▶ **Task requirements**
Select and copy every line in the records below that contains the string "plant". Matching is case-sensitive.

▶ **Input material**
==========

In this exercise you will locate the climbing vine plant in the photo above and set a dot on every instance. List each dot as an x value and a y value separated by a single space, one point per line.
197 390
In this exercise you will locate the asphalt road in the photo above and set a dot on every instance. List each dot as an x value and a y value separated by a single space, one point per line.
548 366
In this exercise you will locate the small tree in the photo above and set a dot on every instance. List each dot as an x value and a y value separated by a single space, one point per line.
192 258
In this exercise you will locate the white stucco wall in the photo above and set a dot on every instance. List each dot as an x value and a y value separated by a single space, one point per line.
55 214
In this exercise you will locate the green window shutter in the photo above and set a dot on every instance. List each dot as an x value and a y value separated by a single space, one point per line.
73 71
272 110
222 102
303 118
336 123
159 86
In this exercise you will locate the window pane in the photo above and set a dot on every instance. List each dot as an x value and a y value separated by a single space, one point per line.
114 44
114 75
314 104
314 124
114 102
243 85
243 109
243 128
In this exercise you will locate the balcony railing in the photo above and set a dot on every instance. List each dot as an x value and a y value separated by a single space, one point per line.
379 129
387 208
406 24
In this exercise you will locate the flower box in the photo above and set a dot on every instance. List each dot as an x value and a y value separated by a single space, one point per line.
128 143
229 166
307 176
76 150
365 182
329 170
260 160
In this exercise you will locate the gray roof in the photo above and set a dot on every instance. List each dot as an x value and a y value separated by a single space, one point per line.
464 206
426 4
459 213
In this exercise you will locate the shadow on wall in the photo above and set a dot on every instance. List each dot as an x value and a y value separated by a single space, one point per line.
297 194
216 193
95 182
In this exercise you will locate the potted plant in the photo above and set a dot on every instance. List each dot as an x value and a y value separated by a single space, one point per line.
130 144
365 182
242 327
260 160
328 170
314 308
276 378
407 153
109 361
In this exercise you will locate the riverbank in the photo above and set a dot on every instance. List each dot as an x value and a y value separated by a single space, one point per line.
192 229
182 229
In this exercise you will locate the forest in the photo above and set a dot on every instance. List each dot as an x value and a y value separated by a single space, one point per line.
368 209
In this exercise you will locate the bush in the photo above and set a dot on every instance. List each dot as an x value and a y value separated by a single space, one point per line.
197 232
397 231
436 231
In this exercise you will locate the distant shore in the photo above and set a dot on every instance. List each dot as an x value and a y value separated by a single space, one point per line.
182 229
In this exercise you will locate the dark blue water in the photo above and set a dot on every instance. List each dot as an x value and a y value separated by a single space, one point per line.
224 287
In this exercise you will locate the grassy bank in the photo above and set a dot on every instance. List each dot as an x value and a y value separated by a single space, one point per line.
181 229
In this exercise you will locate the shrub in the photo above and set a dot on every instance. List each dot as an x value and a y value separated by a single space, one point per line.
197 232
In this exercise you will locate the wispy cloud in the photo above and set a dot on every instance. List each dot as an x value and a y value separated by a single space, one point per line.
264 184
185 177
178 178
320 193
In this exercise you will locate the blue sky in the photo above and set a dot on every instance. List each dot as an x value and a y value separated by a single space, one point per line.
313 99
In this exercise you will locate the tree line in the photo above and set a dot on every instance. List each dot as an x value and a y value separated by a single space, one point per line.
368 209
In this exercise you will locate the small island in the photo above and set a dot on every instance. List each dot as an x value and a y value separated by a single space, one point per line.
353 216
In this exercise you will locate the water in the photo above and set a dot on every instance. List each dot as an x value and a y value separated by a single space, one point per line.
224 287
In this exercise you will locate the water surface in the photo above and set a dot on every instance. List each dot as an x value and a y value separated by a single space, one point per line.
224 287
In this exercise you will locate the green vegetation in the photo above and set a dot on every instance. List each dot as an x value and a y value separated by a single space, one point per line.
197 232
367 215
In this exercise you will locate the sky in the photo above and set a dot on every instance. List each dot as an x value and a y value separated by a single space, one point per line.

==========

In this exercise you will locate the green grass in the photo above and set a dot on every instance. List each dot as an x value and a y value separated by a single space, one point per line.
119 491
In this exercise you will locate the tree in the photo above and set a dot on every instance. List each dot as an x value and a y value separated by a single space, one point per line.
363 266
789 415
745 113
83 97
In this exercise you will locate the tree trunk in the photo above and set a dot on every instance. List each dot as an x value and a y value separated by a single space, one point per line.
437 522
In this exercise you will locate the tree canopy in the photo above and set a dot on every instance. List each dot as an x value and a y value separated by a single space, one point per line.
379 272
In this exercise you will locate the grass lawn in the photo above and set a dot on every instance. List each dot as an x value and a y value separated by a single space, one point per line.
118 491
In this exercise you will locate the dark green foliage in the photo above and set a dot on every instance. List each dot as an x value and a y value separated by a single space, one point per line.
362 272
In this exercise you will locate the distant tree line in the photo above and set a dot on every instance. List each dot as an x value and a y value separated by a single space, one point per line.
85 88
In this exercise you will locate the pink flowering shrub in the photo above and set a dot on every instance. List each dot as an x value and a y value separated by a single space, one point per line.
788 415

==========

▶ **Task answer**
In this exercise you will locate the climbing vine plant in the photo above and set a dot on every instance. List each dot as an x value and a y value separated by a single space, one point per line.
In this exercise you will locate the potted plant in the photo above and set a dot on every instance. List each dot as an x value and a y value separated by a single space, one point per line.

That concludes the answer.